(GIVEN RECORDS Opens)

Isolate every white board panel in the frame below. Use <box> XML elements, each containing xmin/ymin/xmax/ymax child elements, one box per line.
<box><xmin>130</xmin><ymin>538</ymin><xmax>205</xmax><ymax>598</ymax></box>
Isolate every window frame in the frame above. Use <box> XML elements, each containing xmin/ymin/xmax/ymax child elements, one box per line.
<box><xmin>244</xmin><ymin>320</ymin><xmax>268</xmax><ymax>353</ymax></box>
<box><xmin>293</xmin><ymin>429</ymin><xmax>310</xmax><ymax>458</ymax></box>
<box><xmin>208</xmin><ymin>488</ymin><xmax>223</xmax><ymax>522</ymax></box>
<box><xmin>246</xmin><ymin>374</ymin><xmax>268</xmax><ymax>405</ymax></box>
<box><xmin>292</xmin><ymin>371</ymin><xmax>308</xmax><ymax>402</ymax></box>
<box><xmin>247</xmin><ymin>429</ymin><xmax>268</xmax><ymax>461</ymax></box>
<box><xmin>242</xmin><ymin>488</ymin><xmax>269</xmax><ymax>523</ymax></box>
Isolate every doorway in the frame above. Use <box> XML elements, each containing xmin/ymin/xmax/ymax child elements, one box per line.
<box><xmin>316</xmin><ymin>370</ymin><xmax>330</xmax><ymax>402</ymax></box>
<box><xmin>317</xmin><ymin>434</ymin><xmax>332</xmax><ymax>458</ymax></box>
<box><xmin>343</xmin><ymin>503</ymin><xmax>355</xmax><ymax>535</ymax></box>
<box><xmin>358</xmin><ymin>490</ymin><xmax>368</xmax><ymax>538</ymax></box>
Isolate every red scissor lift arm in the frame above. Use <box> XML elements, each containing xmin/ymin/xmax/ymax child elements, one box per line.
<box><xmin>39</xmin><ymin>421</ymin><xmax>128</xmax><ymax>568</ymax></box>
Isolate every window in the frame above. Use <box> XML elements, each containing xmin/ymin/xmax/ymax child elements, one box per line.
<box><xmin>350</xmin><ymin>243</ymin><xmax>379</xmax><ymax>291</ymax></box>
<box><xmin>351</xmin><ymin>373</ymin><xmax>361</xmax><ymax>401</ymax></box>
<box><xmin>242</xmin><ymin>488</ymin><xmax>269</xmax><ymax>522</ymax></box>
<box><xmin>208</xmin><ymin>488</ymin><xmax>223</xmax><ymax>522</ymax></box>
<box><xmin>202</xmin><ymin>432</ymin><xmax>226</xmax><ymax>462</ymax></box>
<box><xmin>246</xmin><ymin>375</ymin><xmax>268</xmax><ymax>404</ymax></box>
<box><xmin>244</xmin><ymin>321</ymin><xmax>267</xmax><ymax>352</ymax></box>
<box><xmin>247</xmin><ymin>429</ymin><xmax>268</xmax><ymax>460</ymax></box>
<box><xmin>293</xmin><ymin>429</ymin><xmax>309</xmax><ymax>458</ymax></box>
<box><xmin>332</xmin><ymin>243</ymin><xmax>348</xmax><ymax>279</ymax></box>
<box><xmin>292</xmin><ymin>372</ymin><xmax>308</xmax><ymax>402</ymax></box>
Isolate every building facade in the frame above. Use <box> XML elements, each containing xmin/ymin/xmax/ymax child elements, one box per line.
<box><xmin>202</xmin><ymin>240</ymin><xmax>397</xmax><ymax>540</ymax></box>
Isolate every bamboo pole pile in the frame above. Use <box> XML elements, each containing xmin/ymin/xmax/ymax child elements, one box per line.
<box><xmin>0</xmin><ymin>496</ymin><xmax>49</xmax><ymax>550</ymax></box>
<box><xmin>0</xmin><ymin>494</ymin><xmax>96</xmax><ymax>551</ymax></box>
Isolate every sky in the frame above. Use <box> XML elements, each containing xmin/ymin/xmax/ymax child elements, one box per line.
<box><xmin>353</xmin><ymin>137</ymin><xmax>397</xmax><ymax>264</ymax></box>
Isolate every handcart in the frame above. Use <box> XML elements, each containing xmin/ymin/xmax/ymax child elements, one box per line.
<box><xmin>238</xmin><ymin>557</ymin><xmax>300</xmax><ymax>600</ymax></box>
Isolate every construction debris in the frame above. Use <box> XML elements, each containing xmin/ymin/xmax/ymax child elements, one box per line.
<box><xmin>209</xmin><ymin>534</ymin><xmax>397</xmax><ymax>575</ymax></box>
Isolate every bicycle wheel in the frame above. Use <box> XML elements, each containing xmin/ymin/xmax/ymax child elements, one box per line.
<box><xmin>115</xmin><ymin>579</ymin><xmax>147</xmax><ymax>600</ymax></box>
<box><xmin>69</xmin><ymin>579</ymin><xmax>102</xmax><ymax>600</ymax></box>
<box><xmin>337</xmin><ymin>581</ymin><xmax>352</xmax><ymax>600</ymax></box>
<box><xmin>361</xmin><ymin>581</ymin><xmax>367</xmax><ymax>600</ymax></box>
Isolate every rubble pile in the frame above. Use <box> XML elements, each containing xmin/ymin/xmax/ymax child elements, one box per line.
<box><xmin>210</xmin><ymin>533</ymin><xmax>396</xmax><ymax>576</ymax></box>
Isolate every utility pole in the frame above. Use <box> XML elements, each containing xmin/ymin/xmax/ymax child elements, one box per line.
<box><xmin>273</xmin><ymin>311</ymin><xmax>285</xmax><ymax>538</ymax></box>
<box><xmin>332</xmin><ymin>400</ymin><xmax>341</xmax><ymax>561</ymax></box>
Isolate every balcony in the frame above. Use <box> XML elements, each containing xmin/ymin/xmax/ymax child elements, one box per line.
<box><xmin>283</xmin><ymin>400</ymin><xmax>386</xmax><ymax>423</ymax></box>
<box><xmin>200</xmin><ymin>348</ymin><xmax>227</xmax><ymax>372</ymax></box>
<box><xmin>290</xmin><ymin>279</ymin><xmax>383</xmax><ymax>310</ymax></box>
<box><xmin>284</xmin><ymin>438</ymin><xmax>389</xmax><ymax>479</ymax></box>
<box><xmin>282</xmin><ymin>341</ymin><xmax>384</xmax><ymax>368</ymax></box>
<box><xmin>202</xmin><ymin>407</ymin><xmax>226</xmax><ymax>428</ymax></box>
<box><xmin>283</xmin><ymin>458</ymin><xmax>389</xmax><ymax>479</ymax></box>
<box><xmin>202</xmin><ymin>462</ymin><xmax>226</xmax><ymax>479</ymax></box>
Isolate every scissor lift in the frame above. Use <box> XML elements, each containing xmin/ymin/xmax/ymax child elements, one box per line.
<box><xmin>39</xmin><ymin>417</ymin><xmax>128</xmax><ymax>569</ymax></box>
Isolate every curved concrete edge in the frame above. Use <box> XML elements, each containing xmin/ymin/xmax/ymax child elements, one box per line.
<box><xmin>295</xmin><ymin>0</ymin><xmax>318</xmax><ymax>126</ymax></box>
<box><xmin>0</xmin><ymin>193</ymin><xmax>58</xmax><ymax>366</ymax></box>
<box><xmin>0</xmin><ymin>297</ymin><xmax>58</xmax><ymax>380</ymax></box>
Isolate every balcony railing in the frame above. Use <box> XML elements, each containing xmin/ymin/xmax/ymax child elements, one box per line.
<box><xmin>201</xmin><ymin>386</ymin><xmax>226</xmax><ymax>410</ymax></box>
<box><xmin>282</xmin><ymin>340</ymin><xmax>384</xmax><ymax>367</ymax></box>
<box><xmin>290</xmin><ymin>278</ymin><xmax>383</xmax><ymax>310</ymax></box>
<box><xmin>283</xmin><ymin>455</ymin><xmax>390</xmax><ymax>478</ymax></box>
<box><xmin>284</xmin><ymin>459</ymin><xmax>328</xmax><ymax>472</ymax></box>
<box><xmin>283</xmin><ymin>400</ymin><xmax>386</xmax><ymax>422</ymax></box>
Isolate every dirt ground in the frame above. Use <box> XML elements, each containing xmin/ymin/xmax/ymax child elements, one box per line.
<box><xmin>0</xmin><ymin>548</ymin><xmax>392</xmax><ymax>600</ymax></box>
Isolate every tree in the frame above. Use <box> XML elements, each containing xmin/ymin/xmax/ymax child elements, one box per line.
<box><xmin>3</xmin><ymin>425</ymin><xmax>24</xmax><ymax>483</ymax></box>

(GIVEN RECORDS Closes)

▶ _EXERCISE AIM_
Please retype exactly the line containing "Isolate every tree" and each line after it to the end of the records, and nothing more.

▶ _COMPLETED TASK_
Isolate every tree in the frame above. Use <box> XML elements, each containing xmin/ymin/xmax/ymax child elements, one box per line.
<box><xmin>3</xmin><ymin>425</ymin><xmax>24</xmax><ymax>483</ymax></box>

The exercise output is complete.